**Given problem**. Please give the data below again in full, exactly as it stands.

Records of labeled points
------------

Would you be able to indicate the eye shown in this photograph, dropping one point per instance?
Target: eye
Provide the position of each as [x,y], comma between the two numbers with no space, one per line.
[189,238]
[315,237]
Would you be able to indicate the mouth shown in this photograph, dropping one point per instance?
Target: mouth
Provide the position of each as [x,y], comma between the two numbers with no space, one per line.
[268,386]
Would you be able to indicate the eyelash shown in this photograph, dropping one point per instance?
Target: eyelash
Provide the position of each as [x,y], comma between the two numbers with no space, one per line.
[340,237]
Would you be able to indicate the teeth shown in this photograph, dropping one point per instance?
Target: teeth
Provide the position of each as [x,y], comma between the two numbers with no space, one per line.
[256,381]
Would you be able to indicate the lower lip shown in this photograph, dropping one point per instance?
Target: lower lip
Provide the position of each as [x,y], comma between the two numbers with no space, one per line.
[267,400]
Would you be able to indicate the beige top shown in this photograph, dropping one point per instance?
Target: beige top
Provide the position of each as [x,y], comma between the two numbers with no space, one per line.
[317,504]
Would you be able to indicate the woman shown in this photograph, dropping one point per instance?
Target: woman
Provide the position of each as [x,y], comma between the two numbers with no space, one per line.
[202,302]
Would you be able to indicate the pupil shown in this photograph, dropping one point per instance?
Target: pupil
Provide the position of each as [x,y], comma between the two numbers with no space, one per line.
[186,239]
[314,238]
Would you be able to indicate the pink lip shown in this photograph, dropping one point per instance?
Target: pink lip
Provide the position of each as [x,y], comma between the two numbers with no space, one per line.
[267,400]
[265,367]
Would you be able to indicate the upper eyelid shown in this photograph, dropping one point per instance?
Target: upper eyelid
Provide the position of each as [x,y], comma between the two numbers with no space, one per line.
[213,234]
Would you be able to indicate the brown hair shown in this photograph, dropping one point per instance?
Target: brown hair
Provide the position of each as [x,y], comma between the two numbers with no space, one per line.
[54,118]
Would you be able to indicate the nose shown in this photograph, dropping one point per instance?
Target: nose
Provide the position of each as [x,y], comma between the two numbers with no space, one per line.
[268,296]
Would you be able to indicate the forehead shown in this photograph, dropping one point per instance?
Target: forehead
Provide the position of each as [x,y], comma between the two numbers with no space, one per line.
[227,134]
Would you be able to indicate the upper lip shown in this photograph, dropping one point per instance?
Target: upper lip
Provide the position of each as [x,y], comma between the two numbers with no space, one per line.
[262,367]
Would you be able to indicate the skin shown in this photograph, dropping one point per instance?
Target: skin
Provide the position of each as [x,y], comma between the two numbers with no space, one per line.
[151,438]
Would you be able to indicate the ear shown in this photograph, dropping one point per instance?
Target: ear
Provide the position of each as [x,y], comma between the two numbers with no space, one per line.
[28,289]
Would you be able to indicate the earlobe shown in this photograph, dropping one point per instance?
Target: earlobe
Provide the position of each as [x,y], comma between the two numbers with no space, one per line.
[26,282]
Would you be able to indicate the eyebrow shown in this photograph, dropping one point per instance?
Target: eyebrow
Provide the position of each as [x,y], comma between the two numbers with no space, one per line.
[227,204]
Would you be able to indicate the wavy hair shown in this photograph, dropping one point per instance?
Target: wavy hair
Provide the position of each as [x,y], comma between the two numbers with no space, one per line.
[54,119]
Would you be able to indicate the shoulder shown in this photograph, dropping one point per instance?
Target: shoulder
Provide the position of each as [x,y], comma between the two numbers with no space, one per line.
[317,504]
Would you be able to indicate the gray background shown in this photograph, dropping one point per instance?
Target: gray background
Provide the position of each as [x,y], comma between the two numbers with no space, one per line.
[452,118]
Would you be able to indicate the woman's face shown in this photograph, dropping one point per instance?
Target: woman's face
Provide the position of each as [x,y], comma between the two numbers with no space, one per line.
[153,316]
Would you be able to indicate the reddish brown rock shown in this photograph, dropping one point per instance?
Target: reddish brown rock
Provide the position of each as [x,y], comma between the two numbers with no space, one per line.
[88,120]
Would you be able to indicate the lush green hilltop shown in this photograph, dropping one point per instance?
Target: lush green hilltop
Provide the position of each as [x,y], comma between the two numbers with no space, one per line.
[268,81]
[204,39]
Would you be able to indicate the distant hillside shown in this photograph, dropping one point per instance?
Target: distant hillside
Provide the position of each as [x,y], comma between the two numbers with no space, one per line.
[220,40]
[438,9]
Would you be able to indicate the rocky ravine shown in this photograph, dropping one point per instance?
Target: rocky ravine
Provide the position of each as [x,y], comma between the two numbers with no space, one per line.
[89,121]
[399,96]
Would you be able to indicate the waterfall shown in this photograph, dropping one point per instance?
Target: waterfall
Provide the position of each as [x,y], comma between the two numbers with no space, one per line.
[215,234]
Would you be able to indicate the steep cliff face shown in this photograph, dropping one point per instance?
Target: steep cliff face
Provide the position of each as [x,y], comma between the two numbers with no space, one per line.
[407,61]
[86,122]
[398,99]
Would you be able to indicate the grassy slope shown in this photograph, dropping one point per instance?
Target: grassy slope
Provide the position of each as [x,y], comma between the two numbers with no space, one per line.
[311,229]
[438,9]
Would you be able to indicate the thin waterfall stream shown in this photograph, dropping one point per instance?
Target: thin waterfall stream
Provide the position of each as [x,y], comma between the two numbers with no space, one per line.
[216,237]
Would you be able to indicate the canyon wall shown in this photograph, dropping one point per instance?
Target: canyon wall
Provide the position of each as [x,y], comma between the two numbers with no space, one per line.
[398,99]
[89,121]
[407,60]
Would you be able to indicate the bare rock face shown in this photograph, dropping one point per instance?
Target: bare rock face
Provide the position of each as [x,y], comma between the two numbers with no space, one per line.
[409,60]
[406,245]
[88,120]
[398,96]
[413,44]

------------

**Task solution**.
Would you be able to indicate the eye shown in this photograph, dropping one point per instance?
Target: eye
Provide the position of each as [x,y], comma between the two numbers with no space, one per line.
[189,238]
[315,237]
Would you be able to indicate the mouth shown in this photograph, dropping one point per instance?
Target: mouth
Provide the position of each as [x,y], comma between the two numbers with no space, one per line.
[268,386]
Would you be able to indicate the eyelash shown in this photograph, dropping one point per instance?
Target: eyelash
Provide the position of each as [x,y], comma between the two numbers with no space, one per line.
[340,237]
Would you be able to indicate the teeth shown in this photograph, dropping one point per instance?
Target: teeth
Provide the position of each as [x,y], comma between the two numbers with no space, one per line.
[256,381]
Would you be able to indicate the lower lip shown in this photograph, dropping one point per instance?
Target: lower lip
Provide the position of each as [x,y], comma between the two numbers with no space, one per line.
[267,400]
Would you be able to indicate the beige top shown in this photograph, dropping one point per instance?
Target: beige top
Provide the position of each as [x,y], comma between the two numbers with no space, one per line.
[317,504]
Would you be able to indicate the woman shown in this photograph, dropping one point per instance?
Target: woman
Provide the position of each as [x,y], comma between the two numbers with no space, one per line.
[202,302]
Would you be able to indicate the pupil shown in this photograph, dropping one point per instance?
Target: pupil
Provide the position of each as [x,y], comma between the two numbers with no space, one per line.
[186,239]
[314,238]
Would you be able to indicate the pink lip shown in this photograph, dropping one point per instance?
Target: pink lip
Provide the position of each as [x,y], comma between the two numbers with no space, one per line.
[267,400]
[265,367]
Would you be able to indicate the upper eyelid shown in this photograph, dropping one point per instance?
Target: upper eyelid
Provide the position of each as [x,y], comma between the two numbers with no space, one per line.
[213,234]
Would you be able to indicate the brown hair shown in this photograph, dropping one point per instance?
Target: brown hair
Provide the position of each as [x,y], comma between the two numbers with no space, one per line.
[54,118]
Would you be able to indicate the nose shown in this photograph, dropping one point per instance?
Target: nose
Provide the position of each as [x,y], comma between the two numbers with no space, one per line.
[268,296]
Would you be able to indicate the forehead shown in this photograph, dropping one point per instance?
Target: forehead
Provide the position of each as [x,y], comma between the two numbers with no space, one per line.
[227,134]
Would you be able to indicate the upper lip shown in this photograph, dropping one point per instance?
Target: upper lip
Provide the position of each as [x,y], comma between the two numbers with no space, one per line.
[262,367]
Would you be able to indicate the skin shown in this photograph, dropping one point per instance?
Target: skin
Provide the position of each as [x,y], comma between the two numbers with no space, one per line.
[151,438]
Would you be able to indicate the ear shown in this photograph, dropping one point per instance?
Target: ear
Provide the position of each as [x,y], comma between the two numbers with no space, one per line.
[28,289]
Would you be able to indicate the earlobe shown in this photograph, dropping one point per instance?
Target: earlobe
Provide the position of each as [x,y], comma between the two numbers with no space, one per line.
[26,282]
Would you be able to indicate the eyebrow shown in this photograph, dropping one point per instance?
Target: eyebrow
Provide the position of each as [x,y], comma between the two numbers with no space, one per line.
[227,204]
Would you be able to indicate the wavy hair shown in this photograph, dropping one point per instance?
Target: wavy hair
Provide the position of each as [x,y], comma between the two numbers with no space, one per line.
[54,119]
Would you be able to indicate the shoulder shown in this photograph, dropping one point per instance?
Target: shoulder
Provide the position of each as [x,y], comma between the two numbers with no space, one per line.
[317,504]
Would you be able to indicate the gray background shown in this photograph, dropping one point per instance?
Target: gray background
Provide the position of each as [x,y], comma between the two numbers with no space, one per line.
[452,118]
Would you be able to indicate the woman's face shown in this photograph, dropping one point per instance?
Target: woman's face
Provide the position of each as [x,y], comma between the two numbers with no space, one per line.
[153,316]
Would you be able to indicate the reddish brown rock shown in this photograph, dropping one point per instance?
Target: reddish brown rock
Provide the position of each as [x,y], comma between the two numbers with no space, one per line.
[88,120]
Would you be able to indicate the lush green hilltop shown in this photograph, dropping one point per instance?
Target: lush green hilltop
Provide the position of each as [x,y], comma between the two numbers with no space, one per line.
[268,81]
[204,39]
Would you be able to indicate the distant hillside shown in this photograph, dropping one point per instance?
Target: distant hillside
Provide the position of each as [x,y], comma between the two numbers with no space, one per line.
[220,40]
[438,9]
Would you be able to indicate the rocky ravine shown in this photograph, dropping one point per instance?
Target: rocky ravine
Provide the position of each as [x,y], comma between the two numbers with no space, one per line.
[89,121]
[399,96]
Would you be able to indicate the waterfall shown in this photograph, dropping one point per instance?
Target: waterfall
Provide the position of each as [x,y], comma between the two numbers with no space, one per line.
[215,234]
Would you be able to indicate the steep cliff face shown in this photograph, dropping one point per instance?
Target: steep cliff face
Provide the position of each as [x,y], comma between the two numbers with no space, one per line.
[407,61]
[86,122]
[398,99]
Would you be able to indicate the grassy slope shown in this photograph, dropping one point per instance?
Target: grassy slope
Provide the position of each as [x,y], comma between the two numbers with no space, one per line.
[311,229]
[438,9]
Would you be able to indicate the thin waterfall stream shown in this photograph, dropping one point per instance?
Target: thin waterfall stream
Provide the position of each as [x,y], comma between the two numbers with no space, one per line.
[216,237]
Would you be able to indicate the canyon wall shown in this photograph, dropping one point per instance?
Target: canyon wall
Provide the position of each as [x,y], comma between the two numbers with no space, one per line.
[398,99]
[89,121]
[407,60]
Would you be able to indicate the bare rock face shown in this photograph, dropping one point per instance?
Target: bare rock face
Provide the position of each as [x,y], comma between the two numbers with no space, one per line.
[409,60]
[406,245]
[88,120]
[398,96]
[413,44]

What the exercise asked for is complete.